TEXTO PARA LEITURA
* * *

Bela Vingança busca, dessa maneira, instigar a sua audiência, a começar pelo seu próprio título – no original, Promising Young Woman – que diretamente referencia o caso de People v. Turner, no qual o acusado, Brock Turner, de 19 anos, foi condenado por três acusações de agressão sexual face à uma mulher inconsciente. Isto porque, a despeito das circunstâncias, muitos ainda se referiam ao criminoso como um promising young man (jovem promissor, em tradução livre).

Com isso em mente, percebe-se a acidez da narrativa ao tratar a permissividade da sociedade, de um modo geral, a atos do gênero cometidos por homens contra mulheres, e é essa percepção e ligação com a realidade que cria uma conexão entre a audiência e o texto do filme. Isto porque, por mais que os motivos de Cassandra apenas sejam trabalhados após 30 minutos de duração, experiências reais dos espectadores – seja por notícias seja por, infelizmente, vivê-las – complementam as lacunas. Não há, assim, sequer uma tentativa de plot twist com a revelação, vez que Fennell está plenamente ciente do meio no qual está inserida.

A diretora/roteirista, contudo, não se limita à caricaturas fáceis de abusadores, não raramente sendo representadas como figuras excluídas, esgueirando-se por becos escuros à procura de uma vítima. Ao contrário, são parte integrante da sociedade, com amigos, vida profissional e, também, romântica/sexual.

Fennell se utiliza do conceito “the nice guy” (o cara legal, em tradução livre), um arquétipo que se subvide em diversas categorias: ele se dispõe a proteger uma mulher em situação de vulnerabilidade (bêbada ao ponto de não conseguir consentir), contudo, apenas com o interesse de assegurar o “prêmio” para si; ele não é agressivo, ele “entende” o sexo feminino e é “desconstruído”, contudo, crê que isso lhe dá direito à recompensas sexuais e não lida bem com rejeições; ele jamais comete qualquer ato de abuso e/ou violência contra mulheres, contudo, é inexplicavelmente passivo quanto a atos do gênero cometidos por conhecidos, dentre outros.

Justamente por isso, Emerald é bem sucedida na difícil tarefa de fazer com que seus espectadores homens sejam forçados a confrontar o quanto se veem em tela. Isto é, se obras do gênero, via de regra, tendem a dialogar mais com mulheres, por uma questão de experiência com a situação – às vezes, ainda, fazendo com que reconheçam que já passaram e/ou estão em situações semelhantes no momento –, Bela Vingança ressoa com ambos, mas de maneiras evidentemente diferentes. Trata-se, portanto, da subversão de um arquétipo conhecido (the nice guy) e desconstrução do estereótipo associado a este tipo de comportamento.

* * *

REGISTROS DE DADOS

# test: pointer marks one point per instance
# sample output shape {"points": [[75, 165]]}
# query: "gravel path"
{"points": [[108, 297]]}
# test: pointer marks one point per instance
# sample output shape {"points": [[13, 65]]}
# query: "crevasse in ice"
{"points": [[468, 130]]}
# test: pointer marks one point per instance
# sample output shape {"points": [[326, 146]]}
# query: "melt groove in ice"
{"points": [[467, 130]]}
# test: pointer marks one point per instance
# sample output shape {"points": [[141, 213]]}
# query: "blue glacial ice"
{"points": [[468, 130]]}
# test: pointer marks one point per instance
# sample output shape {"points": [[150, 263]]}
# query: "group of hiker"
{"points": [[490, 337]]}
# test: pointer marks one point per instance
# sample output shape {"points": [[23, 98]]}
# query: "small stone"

* * *

TAREFA 1
Liste as características do arquétipo "the nice guy" que o texto sobre Bela Vingança enumera após os dois-pontos.
TAREFA 2
Diga se cada afirmação concorda com o texto sobre Bela Vingança, respondendo sim ou não e citando as palavras do texto que decidem a questão: (a) Brock Turner tinha 19 anos quando foi condenado. (b) Os motivos de Cassandra são apresentados logo no início do filme. (c) A diretora retrata os abusadores como figuras excluídas da sociedade.
TAREFA 3
Transcreva o trecho do texto sobre Bela Vingança de "Com isso em" até "qual está inserida.".
Os registros não têm papel algum neste trabalho.

SUA RESPOSTA 1
- Ele se dispõe a proteger uma mulher em situação de vulnerabilidade (bêbada ao ponto de não conseguir consentir), mas apenas com o interesse de assegurar o "prêmio" para si.
- Ele não é agressivo, "entende" o sexo feminino e é "desconstruído", mas crê que isso lhe dá direito a recompensas sexuais e não lida bem com rejeições.
- Ele jamais comete qualquer ato de abuso e/ou violência contra mulheres, mas é inexplicavelmente passivo quanto a atos do gênero cometidos por conhecidos.

SUA RESPOSTA 2
(a) Sim: "o acusado, Brock Turner, de 19 anos, foi condenado".
(b) Não: "os motivos de Cassandra apenas sejam trabalhados após 30 minutos de duração".
(c) Não: "Ao contrário, são parte integrante da sociedade, com amigos, vida profissional e, também, romântica/sexual."

SUA RESPOSTA 3
Com isso em mente, percebe-se a acidez da narrativa ao tratar a permissividade da sociedade, de um modo geral, a atos do gênero cometidos por homens contra mulheres, e é essa percepção e ligação com a realidade que cria uma conexão entre a audiência e o texto do filme. Isto porque, por mais que os motivos de Cassandra apenas sejam trabalhados após 30 minutos de duração, experiências reais dos espectadores – seja por notícias seja por, infelizmente, vivê-las – complementam as lacunas. Não há, assim, sequer uma tentativa de plot twist com a revelação, vez que Fennell está plenamente ciente do meio no qual está inserida.